*** Dataset extract ***

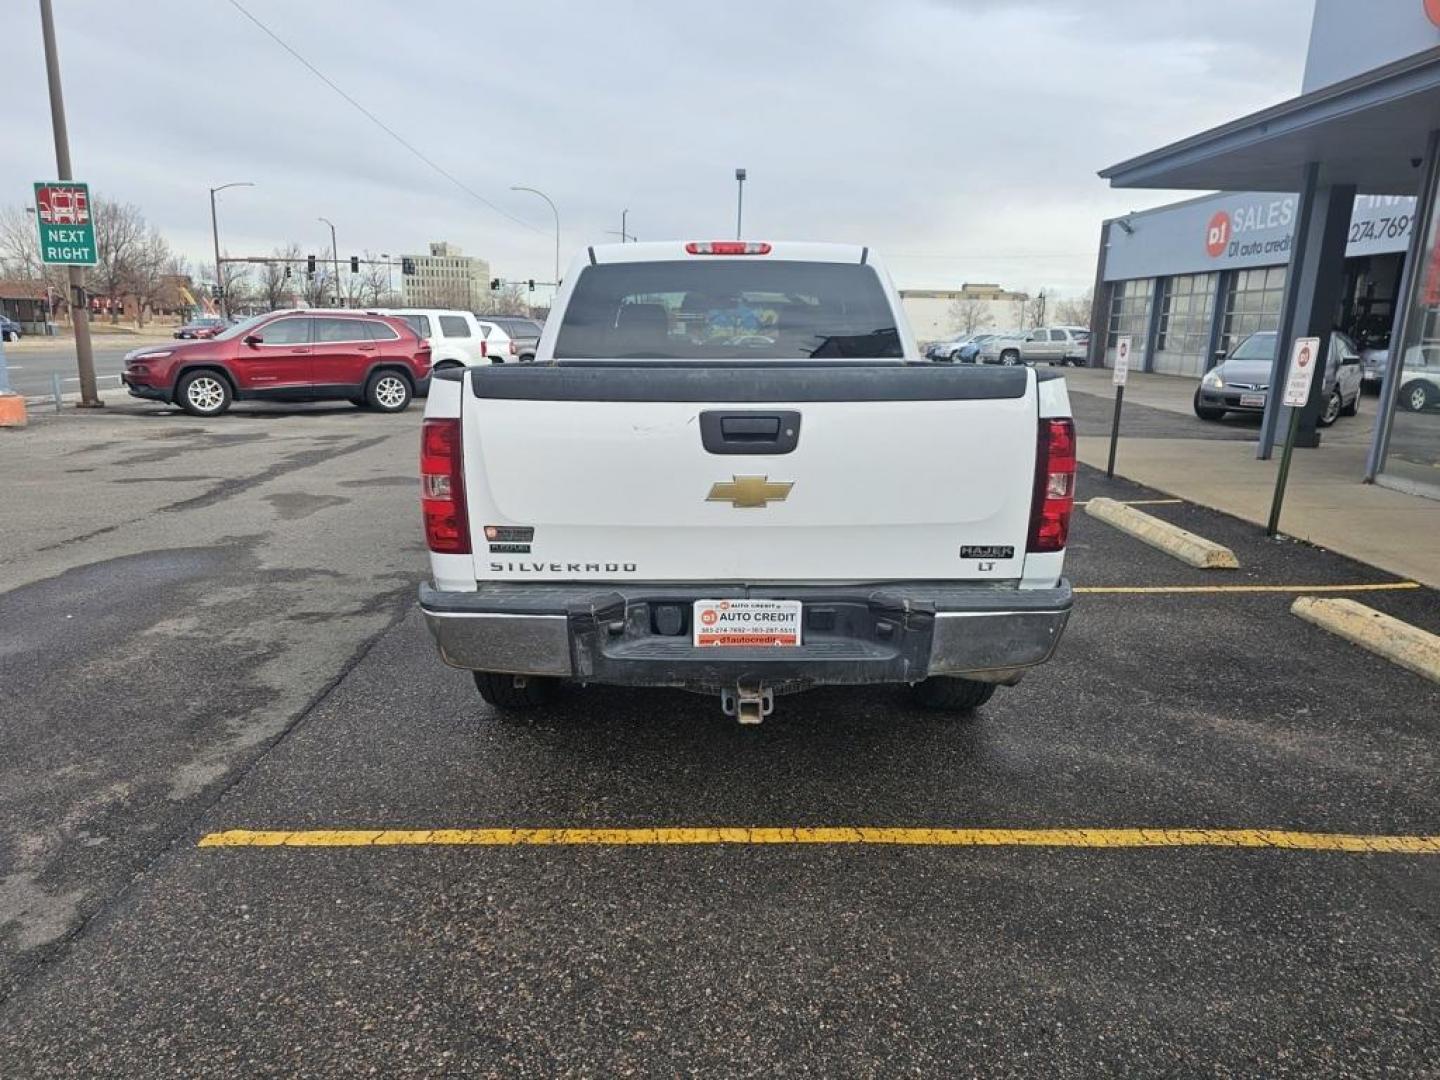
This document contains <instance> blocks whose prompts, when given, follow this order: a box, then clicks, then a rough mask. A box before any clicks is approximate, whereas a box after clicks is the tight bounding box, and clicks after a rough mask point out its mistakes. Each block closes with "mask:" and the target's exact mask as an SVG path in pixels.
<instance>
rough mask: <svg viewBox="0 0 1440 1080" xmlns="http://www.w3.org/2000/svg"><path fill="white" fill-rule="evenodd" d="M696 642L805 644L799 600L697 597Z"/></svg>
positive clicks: (800, 603) (716, 643)
mask: <svg viewBox="0 0 1440 1080" xmlns="http://www.w3.org/2000/svg"><path fill="white" fill-rule="evenodd" d="M693 624H694V642H696V645H697V647H708V648H746V647H752V648H753V647H775V645H779V647H793V645H799V644H801V602H799V600H696V608H694V619H693Z"/></svg>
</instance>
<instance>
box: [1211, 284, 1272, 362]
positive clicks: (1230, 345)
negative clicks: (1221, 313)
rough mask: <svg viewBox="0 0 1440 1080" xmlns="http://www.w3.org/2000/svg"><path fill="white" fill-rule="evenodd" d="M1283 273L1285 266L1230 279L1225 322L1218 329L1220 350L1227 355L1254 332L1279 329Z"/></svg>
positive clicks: (1228, 289) (1226, 299)
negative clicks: (1248, 336)
mask: <svg viewBox="0 0 1440 1080" xmlns="http://www.w3.org/2000/svg"><path fill="white" fill-rule="evenodd" d="M1284 272H1286V268H1284V266H1256V268H1254V269H1248V271H1236V272H1234V274H1231V275H1230V288H1227V289H1225V318H1224V321H1223V323H1221V328H1220V348H1224V350H1225V351H1227V353H1228V351H1230V350H1233V348H1234V347H1236V346H1238V344H1240V343H1241V341H1244V338H1246V337H1247V336H1248V334H1253V333H1256V331H1257V330H1279V328H1280V302H1282V301H1283V300H1284Z"/></svg>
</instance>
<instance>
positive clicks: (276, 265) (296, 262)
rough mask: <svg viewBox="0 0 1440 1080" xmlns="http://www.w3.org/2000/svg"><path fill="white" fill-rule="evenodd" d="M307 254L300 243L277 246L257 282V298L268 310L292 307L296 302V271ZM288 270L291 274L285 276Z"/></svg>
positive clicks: (267, 262)
mask: <svg viewBox="0 0 1440 1080" xmlns="http://www.w3.org/2000/svg"><path fill="white" fill-rule="evenodd" d="M304 262H305V256H304V253H302V252H301V251H300V245H298V243H294V242H291V243H288V245H285V248H275V249H274V251H272V252H271V261H269V262H266V264H265V269H264V272H262V274H261V276H259V281H258V282H256V300H259V301H261V302H262V304H264V305H265V310H266V311H278V310H279V308H285V307H292V305H294V302H295V278H294V275H295V272H297V271H298V269H300V268H301V266H302V265H304ZM287 271H288V272H289V275H291V276H285V274H287Z"/></svg>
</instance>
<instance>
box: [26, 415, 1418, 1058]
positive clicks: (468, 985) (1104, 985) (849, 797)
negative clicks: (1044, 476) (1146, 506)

*** End of Dataset extract ***

Instruction:
Can you recast all the items above as a Markdown table with the columns "Row" and "Line", numbering each line, skipping blank lines, and leaving out the pictures?

Solution to the exercise:
| Row | Line |
|---|---|
| 1 | This document contains <instance> blocks whose prompts, when given, follow this order: a box, then clicks, then a rough mask. A box before any clicks is approximate, whereas a box after clicks is the tight bounding box, and clicks after a rough mask point out its mistakes. Each block closes with "mask:" and the target's exact mask as an SVG path in pixels. |
| 2 | <instance> |
| 3 | rough mask: <svg viewBox="0 0 1440 1080" xmlns="http://www.w3.org/2000/svg"><path fill="white" fill-rule="evenodd" d="M696 642L805 644L799 600L697 597Z"/></svg> |
| 4 | positive clicks: (800, 603) (716, 643) |
| 5 | mask: <svg viewBox="0 0 1440 1080" xmlns="http://www.w3.org/2000/svg"><path fill="white" fill-rule="evenodd" d="M693 624H694V642H696V645H697V647H708V648H746V647H752V648H753V647H775V645H779V647H793V645H799V644H801V602H799V600H696V608H694V619H693Z"/></svg> |
| 6 | </instance> |
| 7 | <instance> |
| 8 | box: [1211, 284, 1272, 362] |
| 9 | positive clicks: (1230, 345) |
| 10 | negative clicks: (1221, 313) |
| 11 | rough mask: <svg viewBox="0 0 1440 1080" xmlns="http://www.w3.org/2000/svg"><path fill="white" fill-rule="evenodd" d="M1283 273L1285 266L1230 279L1225 322L1218 329L1220 350L1227 355L1254 332L1279 329Z"/></svg> |
| 12 | positive clicks: (1228, 289) (1226, 299) |
| 13 | negative clicks: (1248, 336) |
| 14 | mask: <svg viewBox="0 0 1440 1080" xmlns="http://www.w3.org/2000/svg"><path fill="white" fill-rule="evenodd" d="M1284 272H1286V268H1284V266H1256V268H1254V269H1248V271H1236V272H1234V274H1231V275H1230V288H1227V289H1225V318H1224V321H1223V323H1221V328H1220V348H1224V350H1225V351H1227V353H1228V351H1230V350H1233V348H1234V347H1236V346H1238V344H1240V343H1241V341H1244V338H1246V337H1247V336H1248V334H1253V333H1256V331H1257V330H1279V328H1280V302H1282V301H1283V300H1284Z"/></svg> |
| 15 | </instance> |
| 16 | <instance> |
| 17 | positive clicks: (276, 265) (296, 262) |
| 18 | rough mask: <svg viewBox="0 0 1440 1080" xmlns="http://www.w3.org/2000/svg"><path fill="white" fill-rule="evenodd" d="M307 254L300 243L277 246L257 282V298L268 310L292 307L296 302V271ZM288 270L291 274L285 276Z"/></svg> |
| 19 | positive clicks: (267, 262) |
| 20 | mask: <svg viewBox="0 0 1440 1080" xmlns="http://www.w3.org/2000/svg"><path fill="white" fill-rule="evenodd" d="M304 262H305V256H304V253H302V252H301V251H300V245H298V243H294V242H291V243H288V245H285V248H275V249H274V251H272V252H271V261H269V262H266V264H265V269H264V272H262V274H261V276H259V281H258V282H256V300H259V301H261V302H262V304H264V305H265V310H266V311H278V310H279V308H285V307H292V305H294V302H295V278H294V275H295V272H297V271H298V269H300V268H301V266H302V265H304ZM287 271H288V272H289V275H291V276H285V274H287Z"/></svg> |
| 21 | </instance> |
| 22 | <instance> |
| 23 | box: [26, 415, 1418, 1058] |
| 24 | positive clicks: (468, 985) (1104, 985) (849, 797) |
| 25 | negative clicks: (1044, 476) (1146, 506) |